YOUR OBJECTIVE: Will you restate verbatim the lines running from the line with "of the small" to the end of the data, leaving out everything else?
===
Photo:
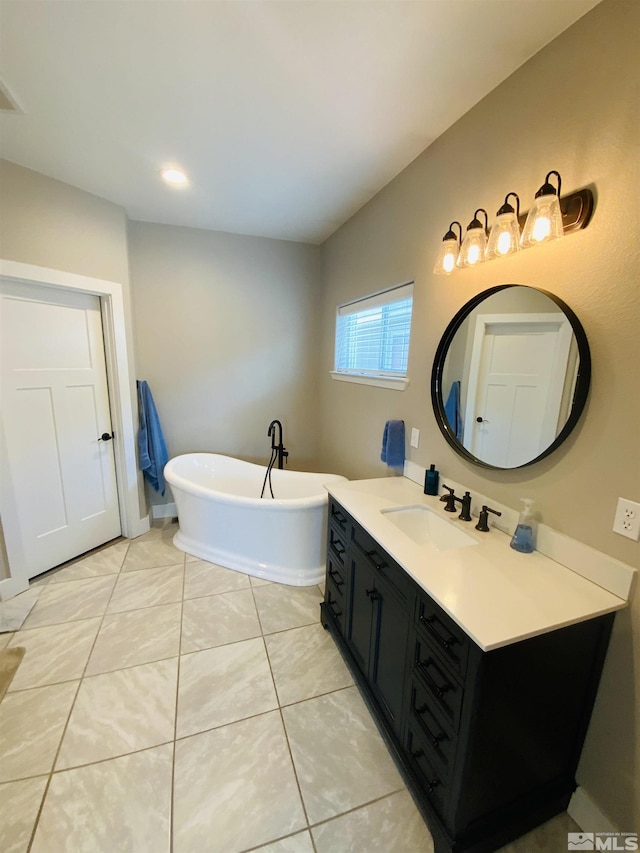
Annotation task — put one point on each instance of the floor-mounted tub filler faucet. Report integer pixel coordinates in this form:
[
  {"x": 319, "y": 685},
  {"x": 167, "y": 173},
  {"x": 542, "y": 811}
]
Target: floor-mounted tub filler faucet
[{"x": 278, "y": 448}]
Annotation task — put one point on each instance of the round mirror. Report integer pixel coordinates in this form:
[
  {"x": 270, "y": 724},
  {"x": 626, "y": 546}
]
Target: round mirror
[{"x": 511, "y": 376}]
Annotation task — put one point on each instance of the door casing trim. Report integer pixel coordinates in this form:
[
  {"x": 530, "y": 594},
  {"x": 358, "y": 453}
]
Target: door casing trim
[{"x": 121, "y": 393}]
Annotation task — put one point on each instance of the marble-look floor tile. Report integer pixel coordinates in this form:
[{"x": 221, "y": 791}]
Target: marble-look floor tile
[
  {"x": 136, "y": 636},
  {"x": 357, "y": 768},
  {"x": 298, "y": 843},
  {"x": 81, "y": 599},
  {"x": 123, "y": 804},
  {"x": 151, "y": 553},
  {"x": 134, "y": 590},
  {"x": 551, "y": 835},
  {"x": 121, "y": 712},
  {"x": 227, "y": 795},
  {"x": 202, "y": 578},
  {"x": 391, "y": 824},
  {"x": 224, "y": 684},
  {"x": 15, "y": 611},
  {"x": 218, "y": 619},
  {"x": 31, "y": 726},
  {"x": 19, "y": 805},
  {"x": 259, "y": 581},
  {"x": 306, "y": 663},
  {"x": 54, "y": 653},
  {"x": 282, "y": 607},
  {"x": 107, "y": 561}
]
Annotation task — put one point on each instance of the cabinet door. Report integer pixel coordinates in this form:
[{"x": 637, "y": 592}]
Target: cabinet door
[
  {"x": 362, "y": 595},
  {"x": 387, "y": 667}
]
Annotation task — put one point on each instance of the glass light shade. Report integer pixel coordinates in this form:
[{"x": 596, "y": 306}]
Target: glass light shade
[
  {"x": 505, "y": 236},
  {"x": 473, "y": 247},
  {"x": 447, "y": 256},
  {"x": 544, "y": 221}
]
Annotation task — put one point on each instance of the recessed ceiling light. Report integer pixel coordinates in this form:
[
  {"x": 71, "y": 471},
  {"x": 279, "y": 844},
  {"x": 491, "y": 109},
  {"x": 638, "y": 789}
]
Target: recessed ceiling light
[{"x": 174, "y": 176}]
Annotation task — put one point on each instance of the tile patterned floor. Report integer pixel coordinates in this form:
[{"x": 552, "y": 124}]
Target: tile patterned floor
[{"x": 168, "y": 704}]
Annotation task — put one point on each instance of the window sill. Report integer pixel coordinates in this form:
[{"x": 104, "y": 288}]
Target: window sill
[{"x": 389, "y": 382}]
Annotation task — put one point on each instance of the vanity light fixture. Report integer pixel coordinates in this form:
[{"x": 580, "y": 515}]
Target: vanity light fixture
[
  {"x": 505, "y": 234},
  {"x": 474, "y": 244},
  {"x": 550, "y": 216},
  {"x": 449, "y": 248},
  {"x": 544, "y": 221}
]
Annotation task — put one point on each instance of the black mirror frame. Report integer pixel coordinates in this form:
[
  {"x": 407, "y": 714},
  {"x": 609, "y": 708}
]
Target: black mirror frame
[{"x": 581, "y": 392}]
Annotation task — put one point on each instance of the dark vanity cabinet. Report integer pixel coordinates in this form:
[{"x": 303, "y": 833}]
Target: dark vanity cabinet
[{"x": 488, "y": 741}]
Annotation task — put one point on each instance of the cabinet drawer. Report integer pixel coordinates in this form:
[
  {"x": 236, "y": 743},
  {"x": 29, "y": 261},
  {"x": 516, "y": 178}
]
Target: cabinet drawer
[
  {"x": 337, "y": 544},
  {"x": 440, "y": 684},
  {"x": 336, "y": 574},
  {"x": 338, "y": 517},
  {"x": 432, "y": 728},
  {"x": 429, "y": 773},
  {"x": 380, "y": 561},
  {"x": 447, "y": 637}
]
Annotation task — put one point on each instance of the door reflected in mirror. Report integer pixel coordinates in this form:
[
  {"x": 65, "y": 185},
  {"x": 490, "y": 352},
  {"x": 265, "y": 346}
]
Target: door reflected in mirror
[{"x": 511, "y": 376}]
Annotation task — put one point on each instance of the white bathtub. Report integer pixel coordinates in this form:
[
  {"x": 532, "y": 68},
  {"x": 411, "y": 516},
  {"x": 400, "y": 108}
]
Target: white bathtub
[{"x": 223, "y": 519}]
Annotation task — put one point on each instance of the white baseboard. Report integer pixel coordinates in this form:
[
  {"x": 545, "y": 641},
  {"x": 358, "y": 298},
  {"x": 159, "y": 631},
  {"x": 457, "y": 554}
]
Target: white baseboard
[
  {"x": 164, "y": 510},
  {"x": 587, "y": 814},
  {"x": 12, "y": 586}
]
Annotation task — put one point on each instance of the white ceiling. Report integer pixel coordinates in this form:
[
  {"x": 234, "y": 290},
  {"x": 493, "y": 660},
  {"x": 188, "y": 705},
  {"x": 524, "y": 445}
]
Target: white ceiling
[{"x": 286, "y": 116}]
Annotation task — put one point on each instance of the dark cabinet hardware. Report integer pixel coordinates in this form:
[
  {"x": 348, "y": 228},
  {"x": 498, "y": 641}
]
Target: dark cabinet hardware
[
  {"x": 335, "y": 577},
  {"x": 377, "y": 560},
  {"x": 333, "y": 605}
]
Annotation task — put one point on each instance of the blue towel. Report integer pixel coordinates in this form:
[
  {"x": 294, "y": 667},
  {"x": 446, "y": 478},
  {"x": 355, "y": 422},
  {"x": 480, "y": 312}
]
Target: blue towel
[
  {"x": 452, "y": 409},
  {"x": 393, "y": 444},
  {"x": 152, "y": 450}
]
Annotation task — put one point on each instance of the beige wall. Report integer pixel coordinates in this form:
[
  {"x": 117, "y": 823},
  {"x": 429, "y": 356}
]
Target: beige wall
[
  {"x": 573, "y": 107},
  {"x": 227, "y": 337}
]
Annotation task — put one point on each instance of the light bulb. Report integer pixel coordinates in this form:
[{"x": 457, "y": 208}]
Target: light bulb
[
  {"x": 449, "y": 262},
  {"x": 504, "y": 243}
]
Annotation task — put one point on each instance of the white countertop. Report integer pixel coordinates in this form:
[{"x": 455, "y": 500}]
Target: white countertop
[{"x": 497, "y": 595}]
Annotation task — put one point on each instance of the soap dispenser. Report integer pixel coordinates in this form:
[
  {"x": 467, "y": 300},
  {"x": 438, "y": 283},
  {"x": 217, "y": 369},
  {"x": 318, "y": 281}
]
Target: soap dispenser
[
  {"x": 431, "y": 481},
  {"x": 524, "y": 538}
]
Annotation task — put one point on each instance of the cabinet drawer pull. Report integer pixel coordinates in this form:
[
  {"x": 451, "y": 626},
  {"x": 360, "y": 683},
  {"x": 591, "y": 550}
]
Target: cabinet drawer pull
[
  {"x": 332, "y": 605},
  {"x": 376, "y": 559},
  {"x": 435, "y": 739},
  {"x": 439, "y": 689},
  {"x": 428, "y": 622},
  {"x": 335, "y": 577}
]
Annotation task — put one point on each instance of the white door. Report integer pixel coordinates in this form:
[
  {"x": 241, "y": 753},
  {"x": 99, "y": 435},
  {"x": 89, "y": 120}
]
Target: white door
[
  {"x": 58, "y": 473},
  {"x": 516, "y": 383}
]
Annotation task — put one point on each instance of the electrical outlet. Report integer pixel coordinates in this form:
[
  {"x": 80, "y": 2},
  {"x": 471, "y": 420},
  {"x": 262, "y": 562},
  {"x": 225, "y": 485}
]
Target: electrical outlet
[{"x": 627, "y": 519}]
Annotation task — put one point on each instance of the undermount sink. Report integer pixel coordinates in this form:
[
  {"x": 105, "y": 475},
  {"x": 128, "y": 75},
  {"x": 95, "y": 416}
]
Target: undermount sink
[{"x": 421, "y": 524}]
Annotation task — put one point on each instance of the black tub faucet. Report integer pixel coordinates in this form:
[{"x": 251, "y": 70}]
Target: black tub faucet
[{"x": 279, "y": 447}]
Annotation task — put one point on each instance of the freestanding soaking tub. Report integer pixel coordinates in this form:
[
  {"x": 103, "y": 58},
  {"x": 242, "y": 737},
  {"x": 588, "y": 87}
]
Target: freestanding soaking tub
[{"x": 223, "y": 519}]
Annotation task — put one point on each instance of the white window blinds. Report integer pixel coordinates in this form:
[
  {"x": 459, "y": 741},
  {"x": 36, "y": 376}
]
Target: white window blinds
[{"x": 372, "y": 334}]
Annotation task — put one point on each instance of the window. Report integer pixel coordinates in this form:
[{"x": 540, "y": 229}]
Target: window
[{"x": 372, "y": 338}]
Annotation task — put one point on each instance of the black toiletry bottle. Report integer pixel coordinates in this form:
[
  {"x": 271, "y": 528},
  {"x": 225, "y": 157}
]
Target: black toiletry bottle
[{"x": 431, "y": 481}]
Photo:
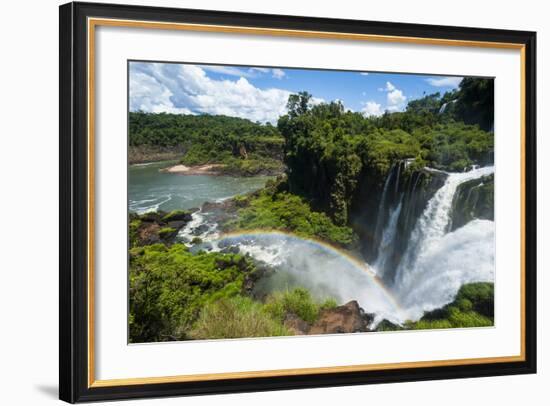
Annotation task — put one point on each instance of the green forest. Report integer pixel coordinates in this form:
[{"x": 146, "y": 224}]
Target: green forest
[{"x": 177, "y": 293}]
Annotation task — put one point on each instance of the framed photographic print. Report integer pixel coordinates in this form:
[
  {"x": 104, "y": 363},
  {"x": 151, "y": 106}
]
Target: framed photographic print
[{"x": 256, "y": 202}]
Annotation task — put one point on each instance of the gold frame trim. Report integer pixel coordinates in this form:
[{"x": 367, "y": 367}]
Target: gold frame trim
[{"x": 94, "y": 22}]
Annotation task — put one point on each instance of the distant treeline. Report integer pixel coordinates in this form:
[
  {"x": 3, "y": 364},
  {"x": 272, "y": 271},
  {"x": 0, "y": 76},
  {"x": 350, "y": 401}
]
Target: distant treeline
[{"x": 450, "y": 131}]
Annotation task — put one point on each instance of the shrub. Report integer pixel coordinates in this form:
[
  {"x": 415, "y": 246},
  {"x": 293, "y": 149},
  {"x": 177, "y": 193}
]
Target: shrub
[
  {"x": 297, "y": 301},
  {"x": 236, "y": 317},
  {"x": 169, "y": 286}
]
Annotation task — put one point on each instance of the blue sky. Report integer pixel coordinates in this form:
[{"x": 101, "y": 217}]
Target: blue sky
[{"x": 260, "y": 94}]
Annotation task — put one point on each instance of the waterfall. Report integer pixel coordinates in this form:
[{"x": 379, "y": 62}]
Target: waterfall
[
  {"x": 385, "y": 249},
  {"x": 431, "y": 249},
  {"x": 381, "y": 212}
]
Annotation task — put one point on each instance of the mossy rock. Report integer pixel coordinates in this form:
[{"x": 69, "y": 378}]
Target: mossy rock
[{"x": 167, "y": 233}]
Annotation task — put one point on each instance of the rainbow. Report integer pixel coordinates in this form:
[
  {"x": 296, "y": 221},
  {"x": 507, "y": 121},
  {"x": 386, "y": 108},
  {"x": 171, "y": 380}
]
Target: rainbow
[{"x": 323, "y": 245}]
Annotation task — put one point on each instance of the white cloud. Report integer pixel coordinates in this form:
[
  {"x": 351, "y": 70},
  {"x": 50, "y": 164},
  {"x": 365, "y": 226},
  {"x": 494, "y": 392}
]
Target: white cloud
[
  {"x": 278, "y": 73},
  {"x": 227, "y": 70},
  {"x": 156, "y": 87},
  {"x": 372, "y": 109},
  {"x": 263, "y": 70},
  {"x": 395, "y": 101},
  {"x": 450, "y": 81}
]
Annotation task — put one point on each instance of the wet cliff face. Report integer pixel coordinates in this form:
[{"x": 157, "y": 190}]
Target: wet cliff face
[
  {"x": 473, "y": 200},
  {"x": 385, "y": 210}
]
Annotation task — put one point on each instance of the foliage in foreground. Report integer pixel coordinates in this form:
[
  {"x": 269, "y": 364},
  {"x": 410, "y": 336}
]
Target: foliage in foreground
[
  {"x": 169, "y": 287},
  {"x": 473, "y": 306},
  {"x": 240, "y": 316},
  {"x": 236, "y": 317},
  {"x": 274, "y": 209},
  {"x": 178, "y": 295}
]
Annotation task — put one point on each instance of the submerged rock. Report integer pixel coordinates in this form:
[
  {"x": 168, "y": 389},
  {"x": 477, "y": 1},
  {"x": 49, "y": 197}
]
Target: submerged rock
[
  {"x": 349, "y": 318},
  {"x": 156, "y": 227}
]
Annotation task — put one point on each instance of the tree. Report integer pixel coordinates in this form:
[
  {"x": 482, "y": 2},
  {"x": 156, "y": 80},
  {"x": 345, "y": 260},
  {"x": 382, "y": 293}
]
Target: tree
[{"x": 298, "y": 104}]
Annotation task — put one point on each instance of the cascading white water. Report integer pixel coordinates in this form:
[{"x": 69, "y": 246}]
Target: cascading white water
[
  {"x": 434, "y": 267},
  {"x": 388, "y": 237},
  {"x": 437, "y": 263},
  {"x": 380, "y": 213}
]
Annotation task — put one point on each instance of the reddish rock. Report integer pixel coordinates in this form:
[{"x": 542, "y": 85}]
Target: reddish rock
[
  {"x": 296, "y": 325},
  {"x": 349, "y": 318}
]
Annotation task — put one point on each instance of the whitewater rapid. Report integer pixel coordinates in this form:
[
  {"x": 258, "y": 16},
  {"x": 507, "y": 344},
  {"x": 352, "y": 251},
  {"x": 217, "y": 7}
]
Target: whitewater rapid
[{"x": 434, "y": 266}]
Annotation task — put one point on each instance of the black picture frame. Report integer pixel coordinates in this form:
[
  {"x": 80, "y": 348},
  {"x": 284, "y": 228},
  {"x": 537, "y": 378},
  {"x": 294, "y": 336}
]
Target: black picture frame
[{"x": 73, "y": 255}]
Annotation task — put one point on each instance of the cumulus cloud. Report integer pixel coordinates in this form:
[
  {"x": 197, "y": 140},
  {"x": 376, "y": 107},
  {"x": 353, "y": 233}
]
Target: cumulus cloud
[
  {"x": 395, "y": 98},
  {"x": 371, "y": 108},
  {"x": 449, "y": 81},
  {"x": 278, "y": 73},
  {"x": 395, "y": 101},
  {"x": 156, "y": 87}
]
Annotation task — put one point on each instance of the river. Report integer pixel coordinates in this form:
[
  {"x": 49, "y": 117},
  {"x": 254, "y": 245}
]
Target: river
[
  {"x": 435, "y": 265},
  {"x": 151, "y": 190}
]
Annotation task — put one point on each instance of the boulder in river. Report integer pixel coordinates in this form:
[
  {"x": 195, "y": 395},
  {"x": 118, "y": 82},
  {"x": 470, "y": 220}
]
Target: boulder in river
[{"x": 349, "y": 318}]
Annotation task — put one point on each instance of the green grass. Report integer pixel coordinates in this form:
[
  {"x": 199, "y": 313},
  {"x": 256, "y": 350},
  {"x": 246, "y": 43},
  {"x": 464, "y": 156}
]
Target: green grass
[
  {"x": 239, "y": 316},
  {"x": 236, "y": 317},
  {"x": 473, "y": 306},
  {"x": 297, "y": 301},
  {"x": 170, "y": 286}
]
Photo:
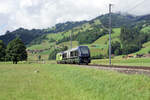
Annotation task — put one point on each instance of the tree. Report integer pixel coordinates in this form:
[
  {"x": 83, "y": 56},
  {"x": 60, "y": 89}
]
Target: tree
[
  {"x": 16, "y": 51},
  {"x": 116, "y": 48},
  {"x": 131, "y": 40},
  {"x": 2, "y": 51}
]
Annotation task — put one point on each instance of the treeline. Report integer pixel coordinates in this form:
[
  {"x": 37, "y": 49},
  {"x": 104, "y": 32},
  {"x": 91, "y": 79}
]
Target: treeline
[
  {"x": 15, "y": 51},
  {"x": 55, "y": 50},
  {"x": 131, "y": 40},
  {"x": 86, "y": 37}
]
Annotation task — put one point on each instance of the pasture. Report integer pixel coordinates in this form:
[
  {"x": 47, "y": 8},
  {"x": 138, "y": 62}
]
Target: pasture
[
  {"x": 122, "y": 61},
  {"x": 69, "y": 82}
]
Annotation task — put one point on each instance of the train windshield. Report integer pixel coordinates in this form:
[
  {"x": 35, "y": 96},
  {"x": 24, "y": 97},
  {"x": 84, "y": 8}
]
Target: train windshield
[{"x": 84, "y": 50}]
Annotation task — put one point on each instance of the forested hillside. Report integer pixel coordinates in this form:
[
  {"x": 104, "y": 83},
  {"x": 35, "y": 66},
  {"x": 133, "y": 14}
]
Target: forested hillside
[{"x": 130, "y": 34}]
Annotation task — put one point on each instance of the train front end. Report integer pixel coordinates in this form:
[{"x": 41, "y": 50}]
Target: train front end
[{"x": 84, "y": 54}]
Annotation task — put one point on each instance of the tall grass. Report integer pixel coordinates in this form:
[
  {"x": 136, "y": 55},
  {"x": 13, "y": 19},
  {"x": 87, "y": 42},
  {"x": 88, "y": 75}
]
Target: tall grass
[{"x": 66, "y": 82}]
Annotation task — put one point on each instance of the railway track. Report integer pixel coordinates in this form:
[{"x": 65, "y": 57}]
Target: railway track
[{"x": 122, "y": 69}]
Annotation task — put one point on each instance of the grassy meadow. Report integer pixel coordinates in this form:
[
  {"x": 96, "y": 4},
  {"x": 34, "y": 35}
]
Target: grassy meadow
[
  {"x": 66, "y": 82},
  {"x": 122, "y": 61}
]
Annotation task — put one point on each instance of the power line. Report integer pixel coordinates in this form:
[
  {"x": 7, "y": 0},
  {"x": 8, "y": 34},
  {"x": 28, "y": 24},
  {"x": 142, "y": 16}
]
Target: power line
[{"x": 110, "y": 5}]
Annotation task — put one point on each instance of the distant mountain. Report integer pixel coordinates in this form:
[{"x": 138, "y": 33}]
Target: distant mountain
[
  {"x": 118, "y": 20},
  {"x": 28, "y": 35}
]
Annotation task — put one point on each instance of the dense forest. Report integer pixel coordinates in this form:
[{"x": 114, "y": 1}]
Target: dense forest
[{"x": 130, "y": 40}]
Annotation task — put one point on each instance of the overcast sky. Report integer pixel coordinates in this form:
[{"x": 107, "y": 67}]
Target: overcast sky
[{"x": 46, "y": 13}]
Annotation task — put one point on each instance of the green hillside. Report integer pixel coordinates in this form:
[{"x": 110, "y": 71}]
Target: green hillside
[{"x": 93, "y": 33}]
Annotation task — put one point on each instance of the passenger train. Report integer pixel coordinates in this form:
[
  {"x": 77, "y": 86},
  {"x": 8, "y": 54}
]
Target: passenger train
[{"x": 78, "y": 55}]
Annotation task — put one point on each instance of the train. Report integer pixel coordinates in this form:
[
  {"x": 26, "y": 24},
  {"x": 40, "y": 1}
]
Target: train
[{"x": 78, "y": 55}]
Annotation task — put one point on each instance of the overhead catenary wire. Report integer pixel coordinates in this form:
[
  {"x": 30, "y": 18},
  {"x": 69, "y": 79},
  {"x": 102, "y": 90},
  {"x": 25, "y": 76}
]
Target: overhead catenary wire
[{"x": 132, "y": 8}]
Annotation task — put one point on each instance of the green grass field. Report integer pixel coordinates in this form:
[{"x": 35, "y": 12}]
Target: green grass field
[
  {"x": 121, "y": 61},
  {"x": 66, "y": 82}
]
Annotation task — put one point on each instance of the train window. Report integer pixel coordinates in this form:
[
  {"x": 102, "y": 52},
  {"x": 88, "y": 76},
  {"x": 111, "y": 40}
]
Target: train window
[
  {"x": 84, "y": 50},
  {"x": 74, "y": 53}
]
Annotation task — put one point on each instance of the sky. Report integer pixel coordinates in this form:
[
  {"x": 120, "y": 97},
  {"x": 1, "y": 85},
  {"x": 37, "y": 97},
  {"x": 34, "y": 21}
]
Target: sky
[{"x": 41, "y": 14}]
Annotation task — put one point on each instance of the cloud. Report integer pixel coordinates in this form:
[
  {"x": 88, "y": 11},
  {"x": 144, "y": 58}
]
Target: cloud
[{"x": 46, "y": 13}]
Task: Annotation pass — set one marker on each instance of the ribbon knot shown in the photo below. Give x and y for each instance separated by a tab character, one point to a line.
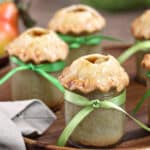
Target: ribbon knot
96	103
32	67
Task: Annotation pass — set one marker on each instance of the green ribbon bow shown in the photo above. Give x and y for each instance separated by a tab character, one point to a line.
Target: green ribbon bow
138	47
88	107
42	69
76	42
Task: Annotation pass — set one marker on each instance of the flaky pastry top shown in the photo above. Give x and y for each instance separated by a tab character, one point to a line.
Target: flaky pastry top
94	72
38	45
77	19
141	26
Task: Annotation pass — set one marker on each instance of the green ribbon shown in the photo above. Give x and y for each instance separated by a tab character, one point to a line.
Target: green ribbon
88	107
76	42
142	100
42	69
138	47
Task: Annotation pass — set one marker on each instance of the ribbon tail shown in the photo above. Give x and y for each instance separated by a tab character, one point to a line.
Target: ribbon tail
111	105
141	46
109	38
73	124
11	73
139	104
52	79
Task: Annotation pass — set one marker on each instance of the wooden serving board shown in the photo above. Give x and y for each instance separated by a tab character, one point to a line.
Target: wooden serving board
134	136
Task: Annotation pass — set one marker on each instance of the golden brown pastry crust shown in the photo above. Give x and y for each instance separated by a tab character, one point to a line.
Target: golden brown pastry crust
77	19
94	72
141	26
38	45
146	61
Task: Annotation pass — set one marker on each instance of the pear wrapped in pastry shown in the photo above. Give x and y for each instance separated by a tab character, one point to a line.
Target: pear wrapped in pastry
37	46
96	77
80	26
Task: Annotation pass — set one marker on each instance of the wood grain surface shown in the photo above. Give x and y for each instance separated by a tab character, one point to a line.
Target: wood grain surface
134	137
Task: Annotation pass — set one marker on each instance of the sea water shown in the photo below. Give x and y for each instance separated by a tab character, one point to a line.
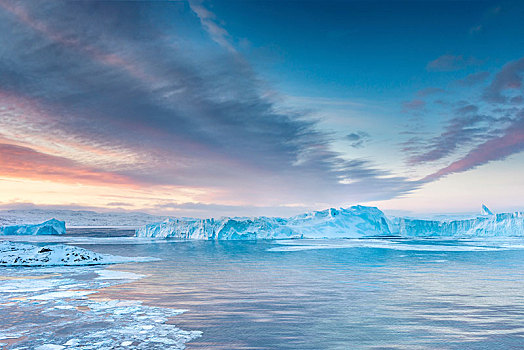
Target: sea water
297	294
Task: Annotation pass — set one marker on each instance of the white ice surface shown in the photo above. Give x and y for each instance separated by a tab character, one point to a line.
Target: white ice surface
22	254
64	312
49	227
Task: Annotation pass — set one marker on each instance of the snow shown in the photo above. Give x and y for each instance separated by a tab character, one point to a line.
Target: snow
66	313
20	254
76	218
49	227
503	225
353	222
485	210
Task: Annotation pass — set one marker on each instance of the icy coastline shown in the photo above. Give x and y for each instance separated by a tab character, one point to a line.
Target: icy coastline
23	254
354	222
49	227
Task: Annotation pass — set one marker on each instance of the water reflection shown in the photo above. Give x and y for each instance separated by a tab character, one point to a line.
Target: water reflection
248	295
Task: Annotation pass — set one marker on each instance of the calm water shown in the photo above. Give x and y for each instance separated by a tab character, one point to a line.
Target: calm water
347	294
259	295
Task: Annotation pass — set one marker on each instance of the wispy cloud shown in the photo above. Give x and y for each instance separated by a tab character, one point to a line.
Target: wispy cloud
497	148
449	63
151	112
507	80
209	21
473	79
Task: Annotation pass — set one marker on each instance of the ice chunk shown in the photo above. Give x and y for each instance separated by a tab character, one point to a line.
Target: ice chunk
503	224
49	227
485	210
19	254
353	222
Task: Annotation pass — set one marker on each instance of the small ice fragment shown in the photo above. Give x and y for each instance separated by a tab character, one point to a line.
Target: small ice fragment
50	347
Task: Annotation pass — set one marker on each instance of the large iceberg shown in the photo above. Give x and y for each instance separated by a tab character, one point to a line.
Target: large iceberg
503	224
49	227
353	222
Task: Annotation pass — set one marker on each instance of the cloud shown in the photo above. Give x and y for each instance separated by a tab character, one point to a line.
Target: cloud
358	138
509	78
430	91
141	105
413	105
208	19
23	162
497	148
473	79
449	63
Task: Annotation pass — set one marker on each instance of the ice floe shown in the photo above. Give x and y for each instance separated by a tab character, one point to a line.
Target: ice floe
63	312
22	254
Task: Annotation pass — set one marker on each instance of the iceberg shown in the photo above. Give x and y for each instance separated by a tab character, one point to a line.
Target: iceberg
22	254
354	222
49	227
503	225
485	210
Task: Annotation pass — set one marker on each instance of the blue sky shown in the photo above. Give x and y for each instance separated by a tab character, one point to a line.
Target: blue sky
208	108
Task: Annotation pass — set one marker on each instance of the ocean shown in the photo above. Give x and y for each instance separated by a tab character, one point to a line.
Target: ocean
295	294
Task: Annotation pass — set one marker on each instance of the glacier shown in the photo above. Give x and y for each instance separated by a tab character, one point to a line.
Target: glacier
49	227
494	225
353	222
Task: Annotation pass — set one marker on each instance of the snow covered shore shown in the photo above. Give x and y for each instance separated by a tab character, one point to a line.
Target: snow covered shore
49	227
22	254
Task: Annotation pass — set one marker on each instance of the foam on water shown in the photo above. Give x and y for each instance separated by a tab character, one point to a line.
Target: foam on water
56	308
433	245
===
EXERCISE RESULT:
Task: Annotation pass — set one marker on each instance of the small ice fragment shown in the photo above. Give x and y for each instance separated by a tab character, one point to a line.
Target: small ice fragment
50	347
Task: Annotation pass — set one marker on each instance of the large iceberg shown in the photo above. Give x and y for each instance separated by a tab character, one point to a line.
Target: large iceberg
503	224
49	227
353	222
Task: Annotation pass — set one marker on each instance of the cloud shown in the photo above. Give x and y for each instance separated by a tab character, one point to a line.
Target: cloud
358	138
509	78
430	91
141	105
413	105
208	19
23	162
497	148
473	79
449	63
Task: Annotation pass — set one marker on each instance of the ice floe shown in the photo above. Give x and y for each instance separated by a tab character, one point to a line.
Target: ice floe
63	312
22	254
Task: Annotation pass — set one marker on each instance of the iceberg shown in the photo above. Give x and y for each instance separated by a tab character, one point to a line.
Target: iceberg
22	254
354	222
49	227
503	225
485	210
Task: Annotation pass — set one marker on each instance of the blue sky shown in the photo above. Give x and y for each instance separated by a tab character, one point to a line.
Target: blue sky
208	108
Task: Annotation pass — set one marker on each instance of the ocean shown in the photo above. Give x and y for each instance separated by a tab character, one point to a line.
Target: ocean
295	294
Task: Annotation pass — set one marker on each instance of the glacier shown in the photo above. Give x and y for each instance separated by a tab character, one point to a line.
Target: glacier
49	227
494	225
353	222
Task: Annotation pass — set one marker on each instance of the snow covered shore shown in the photo above. Give x and y for each instance separated by a tab character, one point to a line.
Target: snow covered shore
49	227
22	254
Task: Annotation pass — set one marker on each instance of the foam on water shown in the photo above. Give x and y for each instance separated by a tab character, one point to a line.
Target: foam on water
56	308
433	245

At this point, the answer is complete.